**EXERCISE REQUIREMENTS**
Lines from the records below that contain the word "floral" are to be copied out.

(INPUT MATERIAL begins)

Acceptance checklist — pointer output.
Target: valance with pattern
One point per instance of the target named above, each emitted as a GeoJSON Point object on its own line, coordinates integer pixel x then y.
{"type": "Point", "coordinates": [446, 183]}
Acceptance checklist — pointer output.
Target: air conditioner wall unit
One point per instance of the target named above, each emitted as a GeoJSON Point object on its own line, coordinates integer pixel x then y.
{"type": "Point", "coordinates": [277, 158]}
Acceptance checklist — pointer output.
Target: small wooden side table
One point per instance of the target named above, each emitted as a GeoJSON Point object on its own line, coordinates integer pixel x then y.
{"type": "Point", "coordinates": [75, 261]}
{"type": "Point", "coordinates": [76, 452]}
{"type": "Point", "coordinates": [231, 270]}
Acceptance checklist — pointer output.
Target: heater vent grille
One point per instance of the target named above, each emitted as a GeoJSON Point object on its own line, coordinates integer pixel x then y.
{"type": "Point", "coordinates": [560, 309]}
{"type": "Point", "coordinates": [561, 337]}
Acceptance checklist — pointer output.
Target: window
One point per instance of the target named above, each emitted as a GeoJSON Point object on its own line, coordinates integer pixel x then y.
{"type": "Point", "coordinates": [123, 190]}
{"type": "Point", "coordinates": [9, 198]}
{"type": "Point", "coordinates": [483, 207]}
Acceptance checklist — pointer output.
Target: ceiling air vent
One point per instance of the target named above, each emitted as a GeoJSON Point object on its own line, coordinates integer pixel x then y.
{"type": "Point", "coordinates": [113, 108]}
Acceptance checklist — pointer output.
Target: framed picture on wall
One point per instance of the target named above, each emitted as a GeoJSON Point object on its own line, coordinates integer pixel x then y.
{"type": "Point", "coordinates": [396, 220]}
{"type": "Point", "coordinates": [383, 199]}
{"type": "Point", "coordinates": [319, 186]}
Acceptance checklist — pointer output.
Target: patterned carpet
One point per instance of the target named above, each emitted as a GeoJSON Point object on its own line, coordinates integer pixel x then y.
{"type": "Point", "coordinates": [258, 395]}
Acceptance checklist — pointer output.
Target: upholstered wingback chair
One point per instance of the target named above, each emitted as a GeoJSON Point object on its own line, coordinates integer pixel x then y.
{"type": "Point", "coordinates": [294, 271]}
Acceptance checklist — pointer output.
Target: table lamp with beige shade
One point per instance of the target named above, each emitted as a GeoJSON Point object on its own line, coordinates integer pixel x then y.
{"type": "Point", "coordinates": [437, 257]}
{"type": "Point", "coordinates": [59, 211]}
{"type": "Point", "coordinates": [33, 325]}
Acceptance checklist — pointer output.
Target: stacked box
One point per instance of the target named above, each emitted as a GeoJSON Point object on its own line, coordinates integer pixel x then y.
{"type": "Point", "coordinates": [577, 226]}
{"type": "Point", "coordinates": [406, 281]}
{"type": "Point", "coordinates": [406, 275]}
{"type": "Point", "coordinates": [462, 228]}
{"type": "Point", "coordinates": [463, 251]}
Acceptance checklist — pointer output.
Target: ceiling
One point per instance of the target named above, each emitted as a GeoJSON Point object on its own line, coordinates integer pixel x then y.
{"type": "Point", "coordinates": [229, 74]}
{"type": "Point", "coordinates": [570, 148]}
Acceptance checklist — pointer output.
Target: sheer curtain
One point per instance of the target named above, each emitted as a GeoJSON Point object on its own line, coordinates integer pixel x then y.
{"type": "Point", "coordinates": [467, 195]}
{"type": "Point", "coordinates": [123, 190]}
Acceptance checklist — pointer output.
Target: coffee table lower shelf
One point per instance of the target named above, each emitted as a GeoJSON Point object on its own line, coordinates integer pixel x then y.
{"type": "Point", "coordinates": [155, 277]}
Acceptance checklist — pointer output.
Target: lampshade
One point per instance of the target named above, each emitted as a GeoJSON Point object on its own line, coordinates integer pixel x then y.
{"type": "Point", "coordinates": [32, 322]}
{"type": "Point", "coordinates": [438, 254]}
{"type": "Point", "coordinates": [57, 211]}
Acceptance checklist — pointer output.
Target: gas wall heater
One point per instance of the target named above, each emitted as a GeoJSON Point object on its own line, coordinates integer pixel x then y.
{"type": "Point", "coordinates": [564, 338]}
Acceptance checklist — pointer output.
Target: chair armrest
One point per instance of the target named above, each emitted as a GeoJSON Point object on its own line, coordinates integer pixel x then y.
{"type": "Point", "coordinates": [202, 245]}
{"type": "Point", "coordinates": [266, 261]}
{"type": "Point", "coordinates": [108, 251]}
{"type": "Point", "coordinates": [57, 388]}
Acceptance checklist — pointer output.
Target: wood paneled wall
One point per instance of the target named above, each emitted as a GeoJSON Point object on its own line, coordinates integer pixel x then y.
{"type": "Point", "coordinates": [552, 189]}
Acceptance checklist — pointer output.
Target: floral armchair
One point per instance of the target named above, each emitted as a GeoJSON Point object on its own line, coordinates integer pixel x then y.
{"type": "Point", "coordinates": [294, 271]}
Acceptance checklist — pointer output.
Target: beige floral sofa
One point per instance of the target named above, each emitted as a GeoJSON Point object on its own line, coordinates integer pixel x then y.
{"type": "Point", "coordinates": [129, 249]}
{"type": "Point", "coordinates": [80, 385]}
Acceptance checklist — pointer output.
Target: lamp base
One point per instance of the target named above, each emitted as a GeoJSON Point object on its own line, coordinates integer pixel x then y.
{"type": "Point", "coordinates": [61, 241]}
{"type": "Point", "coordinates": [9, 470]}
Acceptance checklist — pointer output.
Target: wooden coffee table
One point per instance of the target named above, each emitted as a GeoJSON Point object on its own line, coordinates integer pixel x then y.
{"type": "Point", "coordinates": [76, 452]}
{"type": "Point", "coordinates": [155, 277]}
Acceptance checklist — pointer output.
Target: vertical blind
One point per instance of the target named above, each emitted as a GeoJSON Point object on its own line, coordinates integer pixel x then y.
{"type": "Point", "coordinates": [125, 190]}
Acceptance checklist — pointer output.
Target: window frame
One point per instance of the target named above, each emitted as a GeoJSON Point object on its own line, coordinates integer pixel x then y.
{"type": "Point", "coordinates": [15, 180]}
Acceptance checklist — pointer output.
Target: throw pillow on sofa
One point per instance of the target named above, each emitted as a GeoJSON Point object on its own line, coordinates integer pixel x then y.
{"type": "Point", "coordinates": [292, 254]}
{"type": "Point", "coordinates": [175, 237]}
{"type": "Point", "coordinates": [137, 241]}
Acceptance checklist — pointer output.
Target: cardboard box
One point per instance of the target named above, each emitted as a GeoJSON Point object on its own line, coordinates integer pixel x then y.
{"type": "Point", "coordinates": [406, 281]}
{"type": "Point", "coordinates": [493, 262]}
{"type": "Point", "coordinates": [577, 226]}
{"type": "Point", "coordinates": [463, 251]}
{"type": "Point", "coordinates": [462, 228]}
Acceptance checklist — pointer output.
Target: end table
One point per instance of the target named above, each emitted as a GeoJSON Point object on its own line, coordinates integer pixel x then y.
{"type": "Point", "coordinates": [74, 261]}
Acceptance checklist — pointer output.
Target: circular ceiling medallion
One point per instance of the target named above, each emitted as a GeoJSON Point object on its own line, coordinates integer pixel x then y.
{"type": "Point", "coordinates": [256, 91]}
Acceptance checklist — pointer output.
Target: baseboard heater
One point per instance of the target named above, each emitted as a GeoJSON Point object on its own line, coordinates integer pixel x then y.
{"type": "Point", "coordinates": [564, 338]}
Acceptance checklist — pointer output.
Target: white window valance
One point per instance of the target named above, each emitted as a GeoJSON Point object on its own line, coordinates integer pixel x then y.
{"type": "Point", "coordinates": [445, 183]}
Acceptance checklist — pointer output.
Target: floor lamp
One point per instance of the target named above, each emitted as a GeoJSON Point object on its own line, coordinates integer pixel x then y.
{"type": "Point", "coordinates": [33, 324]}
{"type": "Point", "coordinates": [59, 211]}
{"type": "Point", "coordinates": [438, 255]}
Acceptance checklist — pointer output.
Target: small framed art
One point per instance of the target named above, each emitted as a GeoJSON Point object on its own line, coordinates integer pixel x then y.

(INPUT MATERIAL ends)

**EXERCISE RESULT**
Target: floral armchair
Target: beige floral sofa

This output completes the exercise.